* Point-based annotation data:
━━━━━━━━━━
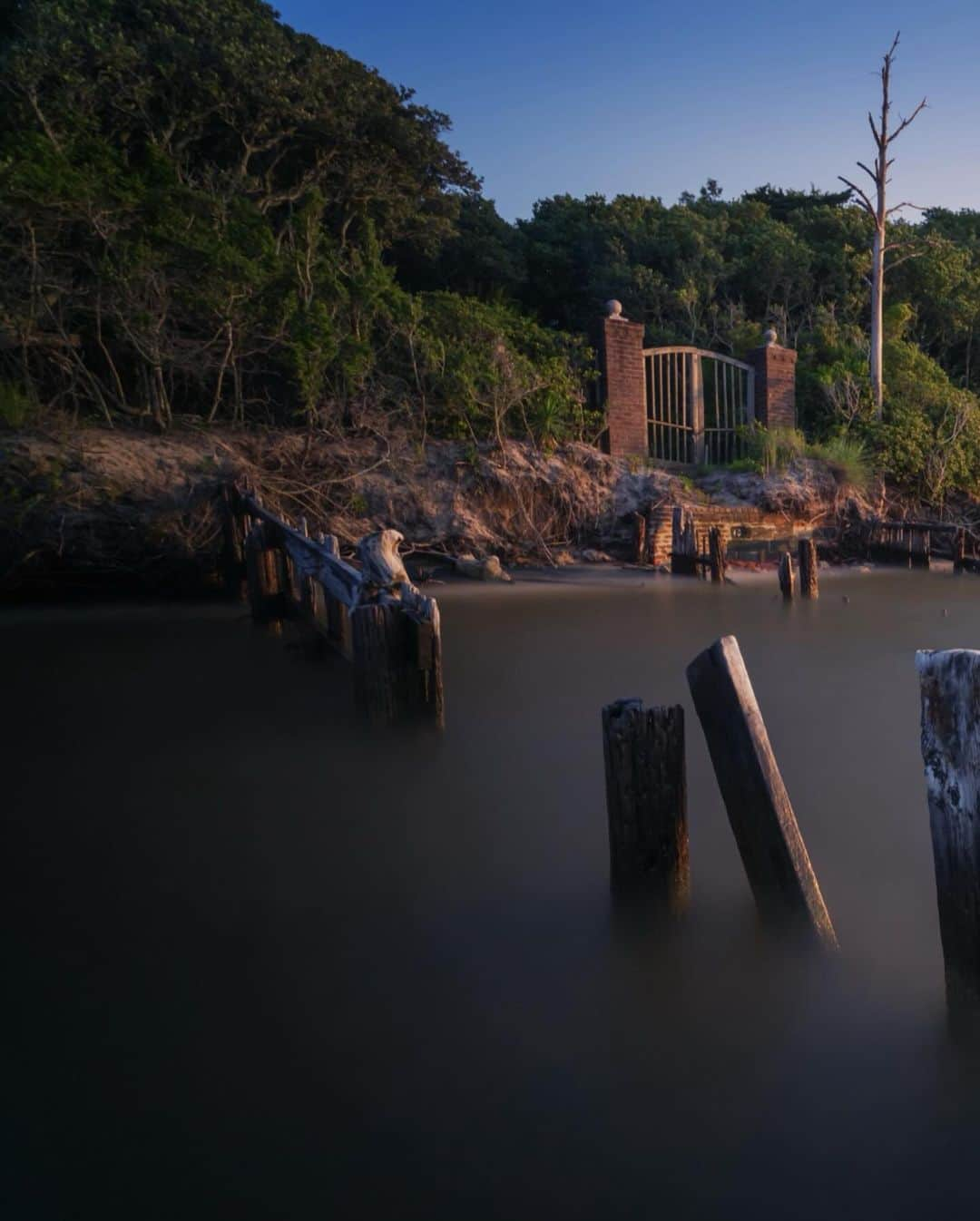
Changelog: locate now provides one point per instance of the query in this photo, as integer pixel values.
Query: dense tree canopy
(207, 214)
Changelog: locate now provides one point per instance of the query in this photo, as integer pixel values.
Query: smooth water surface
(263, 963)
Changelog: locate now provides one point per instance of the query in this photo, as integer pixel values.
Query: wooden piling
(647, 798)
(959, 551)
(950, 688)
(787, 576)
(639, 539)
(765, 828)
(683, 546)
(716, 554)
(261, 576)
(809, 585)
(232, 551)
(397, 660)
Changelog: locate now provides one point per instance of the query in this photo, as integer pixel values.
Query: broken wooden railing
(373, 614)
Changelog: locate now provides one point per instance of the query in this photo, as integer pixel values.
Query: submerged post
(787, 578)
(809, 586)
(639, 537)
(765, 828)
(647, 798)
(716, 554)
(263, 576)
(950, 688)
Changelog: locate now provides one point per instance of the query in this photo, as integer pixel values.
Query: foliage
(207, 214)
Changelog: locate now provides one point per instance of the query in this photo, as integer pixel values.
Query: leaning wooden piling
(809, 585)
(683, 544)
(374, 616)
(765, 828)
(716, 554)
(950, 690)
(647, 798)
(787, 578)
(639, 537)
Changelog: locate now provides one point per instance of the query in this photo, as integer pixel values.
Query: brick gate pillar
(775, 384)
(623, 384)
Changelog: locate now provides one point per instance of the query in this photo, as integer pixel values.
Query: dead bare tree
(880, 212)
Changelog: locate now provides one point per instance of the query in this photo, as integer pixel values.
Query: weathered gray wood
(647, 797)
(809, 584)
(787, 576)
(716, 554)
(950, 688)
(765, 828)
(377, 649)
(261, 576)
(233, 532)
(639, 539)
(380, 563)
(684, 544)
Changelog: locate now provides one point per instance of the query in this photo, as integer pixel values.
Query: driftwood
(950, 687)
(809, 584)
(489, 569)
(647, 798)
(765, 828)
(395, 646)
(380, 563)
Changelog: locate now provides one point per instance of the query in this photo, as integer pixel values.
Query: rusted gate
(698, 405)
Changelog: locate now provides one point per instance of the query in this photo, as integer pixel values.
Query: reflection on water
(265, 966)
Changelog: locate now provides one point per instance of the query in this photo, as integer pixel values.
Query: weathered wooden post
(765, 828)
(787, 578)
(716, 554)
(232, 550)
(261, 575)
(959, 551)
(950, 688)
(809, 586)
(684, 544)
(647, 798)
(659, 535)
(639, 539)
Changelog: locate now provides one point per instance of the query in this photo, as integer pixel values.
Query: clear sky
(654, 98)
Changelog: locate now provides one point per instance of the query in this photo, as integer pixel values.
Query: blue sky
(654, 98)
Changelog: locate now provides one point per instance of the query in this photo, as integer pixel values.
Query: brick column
━━━━━━━━━━
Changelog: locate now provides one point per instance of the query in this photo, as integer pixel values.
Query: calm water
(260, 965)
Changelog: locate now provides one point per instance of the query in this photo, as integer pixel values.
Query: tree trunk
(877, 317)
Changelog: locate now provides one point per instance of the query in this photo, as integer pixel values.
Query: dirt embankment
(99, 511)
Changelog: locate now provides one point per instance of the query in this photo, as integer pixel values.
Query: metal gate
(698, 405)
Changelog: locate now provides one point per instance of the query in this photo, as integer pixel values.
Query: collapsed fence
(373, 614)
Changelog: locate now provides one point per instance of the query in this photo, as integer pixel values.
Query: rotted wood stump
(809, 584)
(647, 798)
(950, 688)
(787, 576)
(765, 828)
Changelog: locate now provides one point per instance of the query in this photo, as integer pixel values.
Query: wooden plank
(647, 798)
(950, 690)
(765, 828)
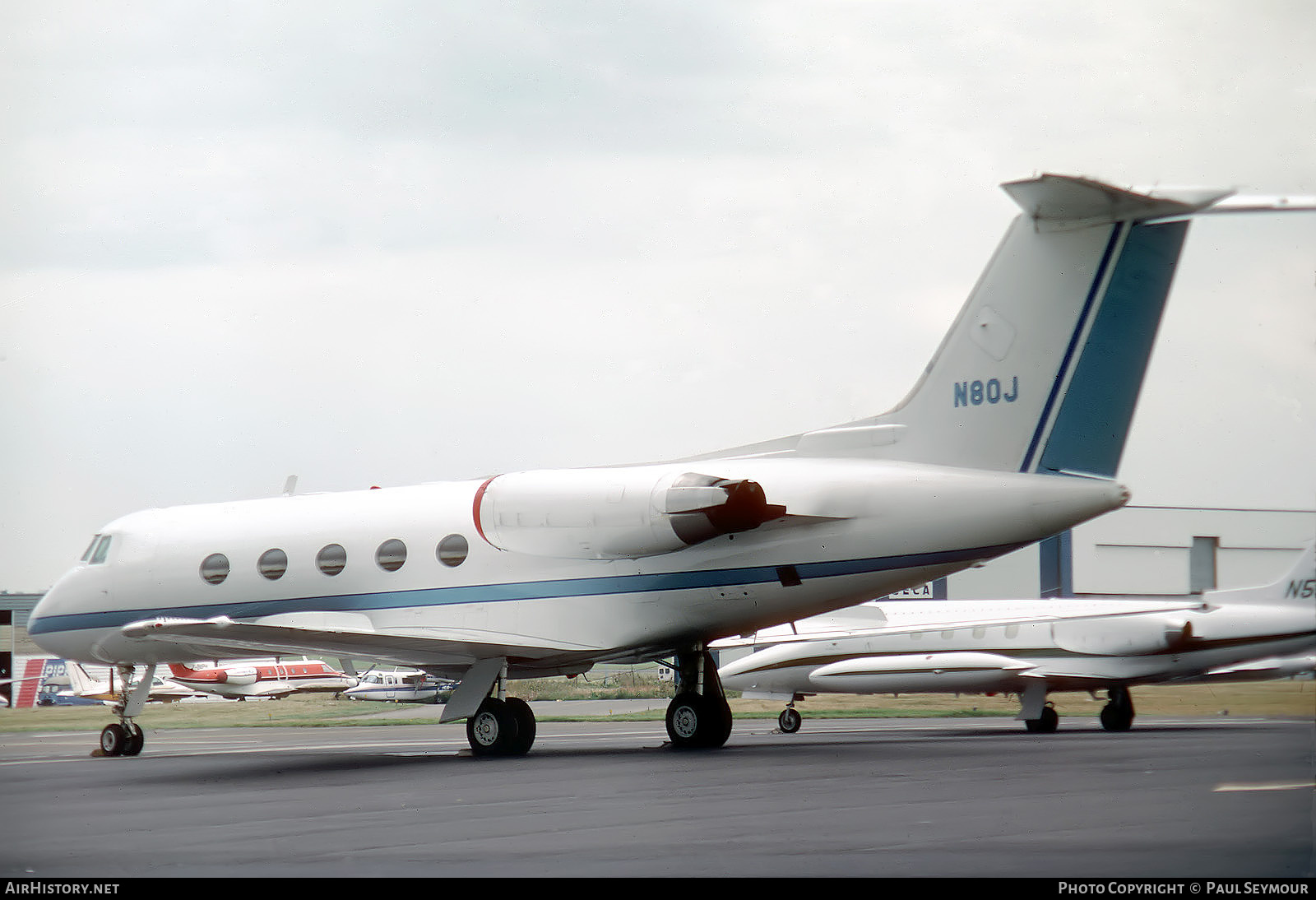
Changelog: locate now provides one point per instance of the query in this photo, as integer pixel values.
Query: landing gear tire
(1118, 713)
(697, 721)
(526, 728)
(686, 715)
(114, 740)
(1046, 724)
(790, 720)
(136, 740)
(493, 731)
━━━━━━━━━━
* Written request: Please extract every line above that contains the string "tree", copying each such line in full. Case counts.

* Final result:
Query: dense tree canopy
Query: dead bare tree
Query: tree trunk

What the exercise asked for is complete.